Goal of the exercise. Render the lines below as a two-column CSV with the headers input and output, one row for each text and its answer. Put each in a single quoted field, with line breaks replaced by spaces.

Records to process.

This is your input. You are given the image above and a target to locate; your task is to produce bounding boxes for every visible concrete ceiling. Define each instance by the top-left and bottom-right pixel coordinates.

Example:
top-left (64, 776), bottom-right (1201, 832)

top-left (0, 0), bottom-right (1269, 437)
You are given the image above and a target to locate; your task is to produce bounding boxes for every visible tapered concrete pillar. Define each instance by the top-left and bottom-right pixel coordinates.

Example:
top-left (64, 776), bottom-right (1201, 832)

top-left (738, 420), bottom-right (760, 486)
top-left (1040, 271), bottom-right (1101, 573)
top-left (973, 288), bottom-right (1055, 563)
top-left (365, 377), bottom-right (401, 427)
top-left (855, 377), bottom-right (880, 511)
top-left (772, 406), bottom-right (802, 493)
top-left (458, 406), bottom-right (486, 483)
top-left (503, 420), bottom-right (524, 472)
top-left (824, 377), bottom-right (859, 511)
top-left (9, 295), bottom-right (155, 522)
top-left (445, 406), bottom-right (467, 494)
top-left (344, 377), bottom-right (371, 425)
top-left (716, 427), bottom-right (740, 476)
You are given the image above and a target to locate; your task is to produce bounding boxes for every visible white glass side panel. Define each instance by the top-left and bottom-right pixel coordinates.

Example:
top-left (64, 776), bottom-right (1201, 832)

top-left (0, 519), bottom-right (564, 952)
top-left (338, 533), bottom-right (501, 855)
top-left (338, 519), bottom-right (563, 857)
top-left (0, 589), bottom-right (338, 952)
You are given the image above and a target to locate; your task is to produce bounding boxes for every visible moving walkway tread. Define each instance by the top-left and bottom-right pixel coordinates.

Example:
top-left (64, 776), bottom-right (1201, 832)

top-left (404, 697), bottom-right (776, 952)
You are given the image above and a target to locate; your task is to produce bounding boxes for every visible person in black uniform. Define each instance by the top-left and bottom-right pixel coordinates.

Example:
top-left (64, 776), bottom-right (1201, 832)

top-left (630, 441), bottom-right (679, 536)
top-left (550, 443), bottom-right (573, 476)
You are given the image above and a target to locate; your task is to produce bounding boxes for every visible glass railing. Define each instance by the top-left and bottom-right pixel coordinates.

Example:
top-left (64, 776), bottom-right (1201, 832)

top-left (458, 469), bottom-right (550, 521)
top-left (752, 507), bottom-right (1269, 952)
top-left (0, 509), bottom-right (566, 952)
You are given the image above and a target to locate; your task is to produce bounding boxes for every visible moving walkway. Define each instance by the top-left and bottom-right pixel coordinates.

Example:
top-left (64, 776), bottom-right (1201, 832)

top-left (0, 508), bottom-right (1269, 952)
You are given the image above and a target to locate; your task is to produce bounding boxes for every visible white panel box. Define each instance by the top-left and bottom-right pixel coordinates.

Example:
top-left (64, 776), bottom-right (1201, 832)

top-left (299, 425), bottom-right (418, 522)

Task output.
input,output
"This is your input. You are given the image above and a target to locate; your task is to produce bounding boxes for every visible concrete ceiling. Define each instance by the top-left and bottom-right pixel coordinates. Example: top-left (64, 776), bottom-right (1201, 832)","top-left (0, 0), bottom-right (1269, 437)"
"You are given the image above and a target to locate; your task is to produce bounding boxes for every visible tapered concrete pillar. Define each instance by the top-left and bottom-right pixel coordinates. Example: top-left (64, 776), bottom-right (1201, 832)","top-left (738, 420), bottom-right (760, 486) top-left (1040, 271), bottom-right (1101, 573) top-left (973, 288), bottom-right (1055, 563) top-left (365, 377), bottom-right (401, 427) top-left (855, 377), bottom-right (880, 511) top-left (772, 406), bottom-right (802, 493) top-left (458, 406), bottom-right (486, 483) top-left (503, 420), bottom-right (524, 472) top-left (824, 377), bottom-right (859, 511) top-left (9, 295), bottom-right (155, 522) top-left (445, 406), bottom-right (467, 494) top-left (344, 377), bottom-right (371, 425) top-left (716, 427), bottom-right (740, 476)"
"You are given the image above and a target to locate; your task is to produce bounding boxes for every visible white glass side panel. Define each instance by the top-left and bottom-right pixel coordinates. Example: top-left (64, 776), bottom-right (1201, 832)","top-left (0, 519), bottom-right (564, 952) top-left (338, 533), bottom-right (501, 855) top-left (338, 519), bottom-right (563, 857) top-left (0, 589), bottom-right (338, 952)"
"You are given the image above and a target to locate; your task is to produce bounding boxes for every visible moving walkway tread. Define each instance by the top-left and bottom-right pixel coordinates. Example: top-left (64, 776), bottom-right (1201, 832)","top-left (404, 697), bottom-right (776, 952)"
"You are given the image above and a target to locate; your task is to produce bounding boxes for every visible person in black uniform. Define each instance by the top-left and bottom-right pixel coordinates. Example: top-left (64, 776), bottom-right (1201, 832)","top-left (630, 441), bottom-right (679, 536) top-left (550, 443), bottom-right (573, 476)"
"You are given the image above and a target to locate; your task is to produce bounding boxes for every visible glass railing. Define each instance by the top-left and bottom-right pixel coordinates. Example: top-left (64, 776), bottom-right (1201, 832)","top-left (458, 469), bottom-right (550, 521) top-left (752, 507), bottom-right (1269, 952) top-left (0, 509), bottom-right (566, 952)"
"You are given the image above and a target to locate; your task is to produce bounding boxes for every visible moving walkway. Define each instance by the top-left and bottom-right pixel coordinates. Example: top-left (64, 776), bottom-right (1201, 832)","top-left (0, 508), bottom-right (1269, 952)"
"You are given the image above and a target to locate; your task is to produce bounding boxes for every visible white panel box. Define each instance by the top-left and bottom-right pixel coordinates. Example: top-left (64, 776), bottom-right (1201, 832)","top-left (299, 425), bottom-right (418, 522)"